(Stored records)
%%
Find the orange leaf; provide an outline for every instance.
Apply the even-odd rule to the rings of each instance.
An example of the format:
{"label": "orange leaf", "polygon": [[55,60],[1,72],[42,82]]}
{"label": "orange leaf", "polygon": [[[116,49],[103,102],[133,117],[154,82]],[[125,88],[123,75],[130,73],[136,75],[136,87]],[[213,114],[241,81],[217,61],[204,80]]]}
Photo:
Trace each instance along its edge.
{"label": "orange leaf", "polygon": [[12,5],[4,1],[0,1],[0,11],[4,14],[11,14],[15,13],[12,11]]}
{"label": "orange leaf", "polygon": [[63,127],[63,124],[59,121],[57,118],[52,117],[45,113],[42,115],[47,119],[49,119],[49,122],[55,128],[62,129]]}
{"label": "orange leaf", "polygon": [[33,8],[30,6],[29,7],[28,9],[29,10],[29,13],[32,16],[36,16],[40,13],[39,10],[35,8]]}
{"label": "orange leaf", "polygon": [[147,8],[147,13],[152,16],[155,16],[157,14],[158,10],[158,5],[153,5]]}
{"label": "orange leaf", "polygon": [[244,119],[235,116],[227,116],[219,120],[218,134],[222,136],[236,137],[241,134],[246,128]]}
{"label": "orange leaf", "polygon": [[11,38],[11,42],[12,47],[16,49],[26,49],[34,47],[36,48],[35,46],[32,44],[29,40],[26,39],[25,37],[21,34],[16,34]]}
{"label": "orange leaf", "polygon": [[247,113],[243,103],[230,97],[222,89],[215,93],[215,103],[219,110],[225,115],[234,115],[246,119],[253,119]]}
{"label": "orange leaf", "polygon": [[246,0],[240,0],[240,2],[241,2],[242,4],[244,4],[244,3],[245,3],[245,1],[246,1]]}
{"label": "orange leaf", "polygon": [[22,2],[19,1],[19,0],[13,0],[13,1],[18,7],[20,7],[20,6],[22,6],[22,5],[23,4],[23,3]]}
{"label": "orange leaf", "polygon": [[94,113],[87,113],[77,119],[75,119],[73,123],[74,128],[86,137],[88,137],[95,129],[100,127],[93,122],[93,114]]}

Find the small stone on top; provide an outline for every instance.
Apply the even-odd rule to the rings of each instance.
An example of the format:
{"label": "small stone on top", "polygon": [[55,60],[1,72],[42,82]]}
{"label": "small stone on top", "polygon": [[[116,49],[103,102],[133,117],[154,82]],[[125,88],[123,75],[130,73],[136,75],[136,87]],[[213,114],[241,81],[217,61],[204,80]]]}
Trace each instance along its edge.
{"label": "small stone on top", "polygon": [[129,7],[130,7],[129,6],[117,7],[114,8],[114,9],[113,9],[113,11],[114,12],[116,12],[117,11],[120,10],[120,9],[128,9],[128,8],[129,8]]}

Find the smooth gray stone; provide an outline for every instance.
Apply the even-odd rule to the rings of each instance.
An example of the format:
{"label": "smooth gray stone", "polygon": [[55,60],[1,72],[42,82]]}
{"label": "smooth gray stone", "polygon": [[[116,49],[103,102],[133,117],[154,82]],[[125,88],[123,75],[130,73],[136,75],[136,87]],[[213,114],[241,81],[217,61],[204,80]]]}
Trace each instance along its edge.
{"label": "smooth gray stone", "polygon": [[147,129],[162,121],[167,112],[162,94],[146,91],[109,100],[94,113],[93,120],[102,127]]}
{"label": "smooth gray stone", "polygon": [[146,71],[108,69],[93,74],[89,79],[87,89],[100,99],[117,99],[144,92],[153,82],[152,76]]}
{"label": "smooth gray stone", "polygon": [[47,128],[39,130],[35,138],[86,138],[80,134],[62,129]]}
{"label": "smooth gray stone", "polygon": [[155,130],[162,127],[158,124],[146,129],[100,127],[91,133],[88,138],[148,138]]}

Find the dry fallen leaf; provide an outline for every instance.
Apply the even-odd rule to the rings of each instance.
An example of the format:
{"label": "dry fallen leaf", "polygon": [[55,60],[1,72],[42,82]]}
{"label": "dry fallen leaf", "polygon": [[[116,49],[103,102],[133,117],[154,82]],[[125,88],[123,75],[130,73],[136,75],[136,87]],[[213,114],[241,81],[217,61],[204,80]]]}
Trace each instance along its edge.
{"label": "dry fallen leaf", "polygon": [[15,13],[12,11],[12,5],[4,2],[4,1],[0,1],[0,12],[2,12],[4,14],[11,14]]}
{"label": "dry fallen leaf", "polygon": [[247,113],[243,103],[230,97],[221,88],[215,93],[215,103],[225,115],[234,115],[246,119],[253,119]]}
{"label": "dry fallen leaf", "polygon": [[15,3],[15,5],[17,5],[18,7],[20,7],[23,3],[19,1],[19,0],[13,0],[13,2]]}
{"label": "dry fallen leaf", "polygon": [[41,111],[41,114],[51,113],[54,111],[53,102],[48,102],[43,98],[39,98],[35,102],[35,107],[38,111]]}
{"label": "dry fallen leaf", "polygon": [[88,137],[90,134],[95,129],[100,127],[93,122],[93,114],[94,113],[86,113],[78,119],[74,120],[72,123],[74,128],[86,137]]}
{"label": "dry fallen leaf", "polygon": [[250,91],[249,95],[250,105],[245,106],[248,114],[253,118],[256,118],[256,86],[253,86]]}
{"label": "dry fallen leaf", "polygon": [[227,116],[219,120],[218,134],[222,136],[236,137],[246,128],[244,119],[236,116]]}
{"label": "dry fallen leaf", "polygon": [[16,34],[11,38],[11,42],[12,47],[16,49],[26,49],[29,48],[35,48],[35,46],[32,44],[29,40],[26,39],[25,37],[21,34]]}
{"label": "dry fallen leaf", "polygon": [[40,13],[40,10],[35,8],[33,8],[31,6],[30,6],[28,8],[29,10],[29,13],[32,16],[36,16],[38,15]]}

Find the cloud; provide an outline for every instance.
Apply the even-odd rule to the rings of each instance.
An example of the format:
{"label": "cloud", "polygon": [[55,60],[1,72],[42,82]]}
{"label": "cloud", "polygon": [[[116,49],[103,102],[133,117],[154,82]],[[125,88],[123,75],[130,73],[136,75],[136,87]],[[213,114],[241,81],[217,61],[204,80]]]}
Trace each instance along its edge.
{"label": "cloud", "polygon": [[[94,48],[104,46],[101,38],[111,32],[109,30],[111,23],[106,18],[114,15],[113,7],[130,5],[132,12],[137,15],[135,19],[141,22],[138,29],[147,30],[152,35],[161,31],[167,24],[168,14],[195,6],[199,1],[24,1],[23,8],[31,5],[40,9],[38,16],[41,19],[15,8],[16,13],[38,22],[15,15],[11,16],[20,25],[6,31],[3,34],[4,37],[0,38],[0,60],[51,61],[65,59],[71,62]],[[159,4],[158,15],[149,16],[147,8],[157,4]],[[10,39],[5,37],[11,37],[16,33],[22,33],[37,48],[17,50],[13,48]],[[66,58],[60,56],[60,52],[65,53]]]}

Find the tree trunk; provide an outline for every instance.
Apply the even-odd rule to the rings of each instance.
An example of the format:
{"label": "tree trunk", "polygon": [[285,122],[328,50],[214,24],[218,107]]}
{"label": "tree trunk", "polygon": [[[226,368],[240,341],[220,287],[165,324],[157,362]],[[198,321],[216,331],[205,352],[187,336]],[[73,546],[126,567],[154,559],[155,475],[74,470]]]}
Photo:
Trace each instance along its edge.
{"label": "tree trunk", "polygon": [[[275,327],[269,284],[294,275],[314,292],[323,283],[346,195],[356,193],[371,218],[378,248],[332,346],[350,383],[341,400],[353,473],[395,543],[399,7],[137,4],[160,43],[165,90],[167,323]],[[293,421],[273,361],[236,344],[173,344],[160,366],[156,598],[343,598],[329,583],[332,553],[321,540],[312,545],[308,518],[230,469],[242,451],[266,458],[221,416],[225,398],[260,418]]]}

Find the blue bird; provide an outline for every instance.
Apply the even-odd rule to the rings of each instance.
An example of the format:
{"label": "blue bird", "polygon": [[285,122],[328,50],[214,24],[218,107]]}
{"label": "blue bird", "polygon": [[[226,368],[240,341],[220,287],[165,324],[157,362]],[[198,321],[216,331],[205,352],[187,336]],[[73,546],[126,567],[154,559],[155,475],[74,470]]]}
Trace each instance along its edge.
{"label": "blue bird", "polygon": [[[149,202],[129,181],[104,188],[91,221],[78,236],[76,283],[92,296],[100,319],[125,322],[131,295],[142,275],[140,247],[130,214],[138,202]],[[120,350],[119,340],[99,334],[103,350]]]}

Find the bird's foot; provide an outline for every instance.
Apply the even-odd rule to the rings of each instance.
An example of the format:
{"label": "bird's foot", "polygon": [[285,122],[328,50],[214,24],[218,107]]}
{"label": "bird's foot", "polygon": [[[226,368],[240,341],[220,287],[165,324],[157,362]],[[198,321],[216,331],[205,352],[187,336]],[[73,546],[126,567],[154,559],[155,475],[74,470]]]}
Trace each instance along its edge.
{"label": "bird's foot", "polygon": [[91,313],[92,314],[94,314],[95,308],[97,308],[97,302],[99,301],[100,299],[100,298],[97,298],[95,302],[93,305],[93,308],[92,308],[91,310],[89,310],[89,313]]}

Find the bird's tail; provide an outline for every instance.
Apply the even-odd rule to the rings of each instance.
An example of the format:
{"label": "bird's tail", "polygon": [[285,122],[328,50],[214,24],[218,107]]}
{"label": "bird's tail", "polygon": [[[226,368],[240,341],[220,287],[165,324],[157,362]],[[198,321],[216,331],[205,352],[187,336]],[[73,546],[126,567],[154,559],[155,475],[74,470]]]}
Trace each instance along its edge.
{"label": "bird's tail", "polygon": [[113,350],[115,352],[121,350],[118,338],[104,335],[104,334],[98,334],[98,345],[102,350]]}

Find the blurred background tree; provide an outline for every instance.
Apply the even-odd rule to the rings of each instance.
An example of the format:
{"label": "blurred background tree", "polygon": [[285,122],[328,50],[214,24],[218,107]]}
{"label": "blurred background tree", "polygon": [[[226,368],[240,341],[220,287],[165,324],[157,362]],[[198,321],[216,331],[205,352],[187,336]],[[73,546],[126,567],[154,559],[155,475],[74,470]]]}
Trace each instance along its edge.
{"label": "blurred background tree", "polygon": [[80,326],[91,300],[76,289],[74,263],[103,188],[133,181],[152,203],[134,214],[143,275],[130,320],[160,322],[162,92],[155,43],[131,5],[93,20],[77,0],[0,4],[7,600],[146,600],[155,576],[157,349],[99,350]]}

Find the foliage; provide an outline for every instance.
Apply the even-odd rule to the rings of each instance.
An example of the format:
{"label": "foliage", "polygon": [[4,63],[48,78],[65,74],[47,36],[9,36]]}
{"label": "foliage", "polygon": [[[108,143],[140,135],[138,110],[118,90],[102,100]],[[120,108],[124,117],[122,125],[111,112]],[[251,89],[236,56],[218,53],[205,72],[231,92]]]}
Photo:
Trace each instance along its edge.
%%
Work to complete: State how many lines of the rows contain the string "foot". Give only the number.

Final answer: 4